__Text passage__.
----

Q: What can the industry do together to increase retail sales in the medium and long term?

A: The first point I would make is around in-store operations. It could probably be conceived as being rather dull in the context of the question, however, the emergence of the pandemic has accelerated the need for the industry to address simplification of the magazine category in-store. I believe this not only supports the sustainability of the space that the category currently enjoys but it should allow retail buyers and their colleagues to focus on a more sales-driven agenda at the point of purchase (rather than spending their time on the many processes associated with simply getting them in and out of the store). The industry has made progress here and, though these developments are in their infancy and need refinement, they should be the first steps towards a more progressive conversation in the future.

----

[Entries from a data source]
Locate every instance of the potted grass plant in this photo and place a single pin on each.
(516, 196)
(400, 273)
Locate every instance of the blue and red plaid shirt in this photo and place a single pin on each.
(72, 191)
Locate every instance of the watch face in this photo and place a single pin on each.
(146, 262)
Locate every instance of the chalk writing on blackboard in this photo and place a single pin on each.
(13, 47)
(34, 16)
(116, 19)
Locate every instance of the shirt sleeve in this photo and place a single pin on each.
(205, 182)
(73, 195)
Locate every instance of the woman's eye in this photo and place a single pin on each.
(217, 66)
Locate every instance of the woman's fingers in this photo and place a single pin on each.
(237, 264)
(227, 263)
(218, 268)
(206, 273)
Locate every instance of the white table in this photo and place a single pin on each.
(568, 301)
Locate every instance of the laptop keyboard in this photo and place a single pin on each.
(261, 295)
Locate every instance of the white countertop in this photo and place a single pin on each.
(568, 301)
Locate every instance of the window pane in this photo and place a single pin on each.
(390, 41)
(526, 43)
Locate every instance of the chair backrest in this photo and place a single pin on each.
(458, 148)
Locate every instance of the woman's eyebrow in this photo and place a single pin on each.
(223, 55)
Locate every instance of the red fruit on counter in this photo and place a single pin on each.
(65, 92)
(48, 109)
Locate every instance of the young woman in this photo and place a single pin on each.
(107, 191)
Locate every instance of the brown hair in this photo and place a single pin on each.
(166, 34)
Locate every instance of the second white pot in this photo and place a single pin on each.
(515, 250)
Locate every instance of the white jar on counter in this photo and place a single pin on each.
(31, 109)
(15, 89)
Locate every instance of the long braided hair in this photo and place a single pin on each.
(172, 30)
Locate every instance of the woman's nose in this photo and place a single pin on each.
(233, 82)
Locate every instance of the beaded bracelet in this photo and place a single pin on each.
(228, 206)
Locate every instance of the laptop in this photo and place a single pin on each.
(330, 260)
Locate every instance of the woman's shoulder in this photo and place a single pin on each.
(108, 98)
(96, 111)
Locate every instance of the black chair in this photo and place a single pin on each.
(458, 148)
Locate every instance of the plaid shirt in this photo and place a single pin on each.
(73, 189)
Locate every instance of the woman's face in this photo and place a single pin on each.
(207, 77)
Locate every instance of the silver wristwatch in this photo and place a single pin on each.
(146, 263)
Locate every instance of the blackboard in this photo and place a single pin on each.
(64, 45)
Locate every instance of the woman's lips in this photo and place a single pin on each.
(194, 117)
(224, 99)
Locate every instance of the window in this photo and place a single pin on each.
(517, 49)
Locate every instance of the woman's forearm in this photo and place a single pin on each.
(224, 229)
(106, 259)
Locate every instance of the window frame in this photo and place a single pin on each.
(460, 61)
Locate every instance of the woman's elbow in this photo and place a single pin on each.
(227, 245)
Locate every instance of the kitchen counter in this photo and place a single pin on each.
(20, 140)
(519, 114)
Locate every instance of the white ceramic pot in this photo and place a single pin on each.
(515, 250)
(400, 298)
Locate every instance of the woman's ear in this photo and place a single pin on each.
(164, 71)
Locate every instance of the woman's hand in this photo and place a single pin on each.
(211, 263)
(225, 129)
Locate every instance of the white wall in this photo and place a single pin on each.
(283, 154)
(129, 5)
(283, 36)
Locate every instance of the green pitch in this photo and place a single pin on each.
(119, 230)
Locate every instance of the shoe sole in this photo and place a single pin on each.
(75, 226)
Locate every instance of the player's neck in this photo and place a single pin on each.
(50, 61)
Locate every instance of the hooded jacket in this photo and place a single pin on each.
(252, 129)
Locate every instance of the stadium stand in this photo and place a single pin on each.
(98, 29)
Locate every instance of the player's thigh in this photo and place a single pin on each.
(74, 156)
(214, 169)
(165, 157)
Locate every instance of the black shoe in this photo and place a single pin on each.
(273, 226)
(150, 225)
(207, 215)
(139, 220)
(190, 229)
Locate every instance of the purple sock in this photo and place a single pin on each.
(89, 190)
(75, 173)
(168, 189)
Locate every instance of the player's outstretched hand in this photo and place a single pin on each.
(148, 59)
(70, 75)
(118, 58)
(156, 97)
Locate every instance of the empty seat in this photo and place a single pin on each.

----

__Exercise goal__. Repeat word for word the part of the text on magazine retail sales from "A: The first" to "in the future.". None of the data is needed here.

__Output below__.
A: The first point I would make is around in-store operations. It could probably be conceived as being rather dull in the context of the question, however, the emergence of the pandemic has accelerated the need for the industry to address simplification of the magazine category in-store. I believe this not only supports the sustainability of the space that the category currently enjoys but it should allow retail buyers and their colleagues to focus on a more sales-driven agenda at the point of purchase (rather than spending their time on the many processes associated with simply getting them in and out of the store). The industry has made progress here and, though these developments are in their infancy and need refinement, they should be the first steps towards a more progressive conversation in the future.